Below are records to transcribe exactly, without their pictures.

....................

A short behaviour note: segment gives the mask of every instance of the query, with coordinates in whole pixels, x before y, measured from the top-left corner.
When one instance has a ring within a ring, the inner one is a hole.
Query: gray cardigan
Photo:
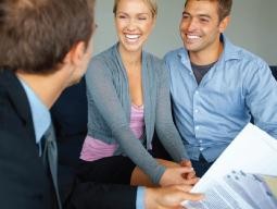
[[[173,123],[168,72],[162,61],[142,52],[142,89],[147,149],[156,134],[176,162],[187,159],[181,138]],[[154,183],[165,168],[147,151],[129,127],[130,97],[128,79],[117,45],[96,56],[86,73],[88,135],[108,144],[117,144],[114,155],[128,156]]]

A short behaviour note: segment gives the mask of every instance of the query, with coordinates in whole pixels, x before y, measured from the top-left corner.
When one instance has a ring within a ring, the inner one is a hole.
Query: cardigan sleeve
[[[131,132],[113,84],[111,67],[116,66],[109,65],[108,67],[104,59],[90,62],[86,82],[88,98],[91,98],[92,101],[88,101],[88,106],[93,102],[97,110],[91,110],[88,107],[88,111],[99,111],[125,155],[154,183],[159,183],[165,168],[156,162]]]
[[[156,96],[155,130],[164,148],[176,162],[180,162],[181,160],[189,159],[189,157],[172,118],[167,69],[163,63],[159,66],[160,67],[156,69],[159,91]]]

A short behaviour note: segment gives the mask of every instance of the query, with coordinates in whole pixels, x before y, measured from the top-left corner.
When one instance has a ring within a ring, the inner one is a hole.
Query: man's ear
[[[76,66],[81,64],[83,57],[86,53],[86,45],[84,41],[75,44],[64,58],[64,63],[71,63]]]
[[[224,33],[225,29],[227,28],[228,24],[230,22],[230,16],[226,16],[222,22],[219,23],[219,32]]]

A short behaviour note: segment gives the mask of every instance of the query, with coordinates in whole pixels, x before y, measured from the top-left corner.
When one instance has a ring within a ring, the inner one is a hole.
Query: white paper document
[[[188,209],[277,209],[277,140],[248,124],[192,192],[205,199]]]

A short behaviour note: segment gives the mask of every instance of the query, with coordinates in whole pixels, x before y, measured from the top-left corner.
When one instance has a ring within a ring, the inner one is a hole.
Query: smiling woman
[[[113,13],[118,41],[95,57],[86,74],[88,135],[80,179],[193,184],[197,179],[172,119],[167,71],[142,50],[155,24],[156,1],[115,0]],[[154,130],[175,162],[151,156]],[[187,172],[192,173],[189,180],[181,175]]]
[[[169,50],[182,46],[178,25],[184,3],[185,0],[158,1],[156,24],[144,49],[162,58]],[[267,0],[266,3],[261,0],[235,1],[230,25],[226,30],[230,40],[259,54],[272,65],[277,64],[276,8],[276,0]],[[100,27],[95,37],[96,53],[103,51],[116,40],[113,13],[109,12],[111,10],[112,1],[98,1],[97,22]]]

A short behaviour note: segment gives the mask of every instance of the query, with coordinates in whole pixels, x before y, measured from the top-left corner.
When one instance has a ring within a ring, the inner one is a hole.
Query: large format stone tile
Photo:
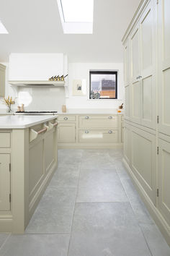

....................

● The result
A short behaviour note: segment gives the mask of every instance of the query, with coordinates in whole pixels, x before y, measured from the top-left corner.
When one instance has a ring within a ring, the inner one is a hole.
Query: gray cardigan
Photo:
[[[173,123],[168,72],[162,61],[142,52],[142,89],[147,149],[156,134],[176,162],[187,159],[181,138]],[[154,183],[165,168],[147,151],[129,127],[130,97],[128,79],[117,45],[96,56],[86,73],[88,135],[108,144],[117,144],[114,155],[128,156]]]

A short behaviour note: segment gives the mask of every instance of the query, with coordinates in whole pixels, x before y, measured from the top-left corner.
When one instance has a ring within a ring, the inner one is a hole.
Query: cardigan sleeve
[[[131,132],[113,84],[111,67],[116,66],[109,65],[108,67],[104,59],[90,62],[86,82],[88,98],[91,98],[92,101],[88,101],[88,106],[93,102],[97,110],[91,110],[88,107],[88,111],[99,111],[125,155],[154,183],[159,183],[165,168],[156,162]]]
[[[156,96],[155,130],[164,148],[176,162],[180,162],[181,160],[189,159],[189,157],[172,118],[167,69],[163,63],[159,66],[160,67],[156,69],[159,91]]]

A short behaviour note: segment gives the mask of every instance of the query, with coordinates in whole pixels, x before y, measured from the top-left corner.
When one instance has a ring within a ring, the inner one is a hole.
Query: man's ear
[[[76,66],[81,64],[83,57],[86,53],[86,45],[84,41],[75,44],[64,58],[64,63],[71,63]]]
[[[224,33],[225,29],[227,28],[228,24],[230,22],[230,16],[226,16],[222,22],[219,23],[219,32]]]

A short behaviour note: segment gives the mask of every instance of the query, with coordinates in whole pixels, x before y, measured from the top-left corner.
When one instance has a ring within a ring, the inner one is a hole.
Query: white paper document
[[[188,209],[277,209],[277,140],[248,124],[192,192],[205,199]]]

A short behaviour note: segment gives the mask of every instance of the query, with coordinates in whole pixels, x before y, measured from the top-left corner.
When one instance has a ring within a ring, the inner one is a hole.
Query: smiling woman
[[[113,13],[118,41],[95,57],[86,74],[88,135],[80,179],[193,184],[197,179],[172,119],[167,71],[142,50],[155,24],[156,1],[115,0]],[[154,130],[175,162],[151,156]],[[187,172],[192,173],[189,180],[181,175]]]
[[[169,50],[182,46],[178,25],[184,3],[185,0],[158,1],[156,24],[144,49],[162,58]],[[267,0],[266,3],[261,0],[235,1],[230,25],[226,30],[230,40],[259,54],[272,65],[277,64],[276,8],[276,0]],[[100,27],[95,37],[96,53],[103,51],[116,40],[113,13],[109,12],[111,10],[112,1],[98,1],[97,22]]]

A short behaviour note: segment gives the mask of every instance of the query, with coordinates in whole pixels, x before y, measured from the top-left corner.
When one instance has a ring within a ring, the inner one is a hole.
Query: large format stone tile
Photo:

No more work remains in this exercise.